Problems to solve:
(A) List every dollar amount given in the blockchain gas fee report.
(B) In the blockchain gas fee report, rewrite everything from "What’s even more" down to "their revenue streams.", renaming "daily active addresses" to "daily active wallets".

Given text:
"""

According to the latest data from Defilama, over the past 30 days, Ethereum has led with $99.89 million in gas fees, followed by Solana with $46.21 million and Tron with $38.97 million. However, this revenue advantage does not necessarily correlate with market popularity and user activity. Interestingly, in the past six months, Solana has generated more discussion than Ethereum, while Tron has gained widespread recognition in the payments sector, especially due to its low transaction fees.
What’s even more striking is the contrast between gas fee revenue and daily active addresses: Tron leads with 2.1 million daily active addresses, followed by Solana with 1.1 million, while Ethereum lags behind with just 316,000. This discrepancy underscores the complex relationship between gas fee revenue, on-chain economic activities, and the sustainability of user income and expenditure. It also provides a unique angle for analyzing the revenue sustainability of these three major public blockchains.
This report will thoroughly examine the revenue structures of Ethereum, Solana, and Tron, exploring their long-term growth potential and the sustainability of their revenue streams.
Gas Fee Revenue Composition
Ethereum has undergone significant upgrades, including transitioning from Proof of Work (PoW) to Proof of Stake (PoS) and implementing EIP-1559, which have greatly influenced its gas fee structure. The new structure comprises two parts: the base fee, which is automatically burned, and tips, which go directly to validators. The burning mechanism of the base fee is expected to drive ETH into a deflationary state, potentially increasing its value. Additionally, the dynamic adjustment of the base fee helps optimize network resource allocation, while tips provide extra incentives to validators, ensuring network security. This dual structure not only diversifies validator revenue sources, reducing dependence on new coin issuance, but also creates long-term deflationary potential for ETH through the base fee burning mechanism. These changes aim to enhance Ethereum’s economic sustainability and long-term value.
In the past 30 days, Ethereum has burned approximately $47 million worth of ETH through the base fee mechanism. This figure reflects network activity levels and provides insights into the contribution of various on-chain activities to total gas consumption, offering a clearer understanding of the economic impact of different applications and transaction types within the Ethereum ecosystem. The main contributors to the burn volume are shown in the chart below.

"""

Dataset:
"""

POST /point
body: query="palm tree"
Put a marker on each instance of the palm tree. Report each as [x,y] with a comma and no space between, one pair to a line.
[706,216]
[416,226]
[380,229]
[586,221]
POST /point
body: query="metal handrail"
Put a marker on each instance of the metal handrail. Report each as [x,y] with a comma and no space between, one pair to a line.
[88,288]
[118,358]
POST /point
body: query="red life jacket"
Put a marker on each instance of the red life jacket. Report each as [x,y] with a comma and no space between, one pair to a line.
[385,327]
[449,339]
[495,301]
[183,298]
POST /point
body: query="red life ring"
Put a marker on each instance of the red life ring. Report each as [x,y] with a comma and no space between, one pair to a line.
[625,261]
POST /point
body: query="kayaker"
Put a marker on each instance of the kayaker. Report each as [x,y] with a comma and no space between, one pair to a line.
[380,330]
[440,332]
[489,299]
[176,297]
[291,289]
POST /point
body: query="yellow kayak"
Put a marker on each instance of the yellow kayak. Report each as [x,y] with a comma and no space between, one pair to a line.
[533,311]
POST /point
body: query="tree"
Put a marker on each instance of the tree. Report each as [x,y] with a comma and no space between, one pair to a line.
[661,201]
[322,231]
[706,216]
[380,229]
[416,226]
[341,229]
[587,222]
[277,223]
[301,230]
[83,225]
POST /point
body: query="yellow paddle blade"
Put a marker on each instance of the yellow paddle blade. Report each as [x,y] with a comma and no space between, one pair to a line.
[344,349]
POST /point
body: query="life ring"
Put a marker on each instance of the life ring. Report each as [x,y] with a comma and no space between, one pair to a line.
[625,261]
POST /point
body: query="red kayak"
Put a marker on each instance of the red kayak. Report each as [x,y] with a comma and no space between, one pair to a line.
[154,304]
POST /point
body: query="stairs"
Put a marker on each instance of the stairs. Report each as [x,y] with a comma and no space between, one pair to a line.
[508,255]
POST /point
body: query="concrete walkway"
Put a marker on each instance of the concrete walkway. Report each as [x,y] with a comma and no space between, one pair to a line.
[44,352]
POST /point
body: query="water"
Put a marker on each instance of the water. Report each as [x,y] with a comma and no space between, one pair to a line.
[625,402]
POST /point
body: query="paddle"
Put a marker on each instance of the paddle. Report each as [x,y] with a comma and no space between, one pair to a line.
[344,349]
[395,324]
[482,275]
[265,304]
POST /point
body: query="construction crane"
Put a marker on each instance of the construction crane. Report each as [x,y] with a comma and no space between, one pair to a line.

"""

Answers by task:
(A) $99.89 million, $46.21 million, $38.97 million, $47 million

(B)
What’s even more striking is the contrast between gas fee revenue and daily active wallets: Tron leads with 2.1 million daily active wallets, followed by Solana with 1.1 million, while Ethereum lags behind with just 316,000. This discrepancy underscores the complex relationship between gas fee revenue, on-chain economic activities, and the sustainability of user income and expenditure. It also provides a unique angle for analyzing the revenue sustainability of these three major public blockchains.
This report will thoroughly examine the revenue structures of Ethereum, Solana, and Tron, exploring their long-term growth potential and the sustainability of their revenue streams.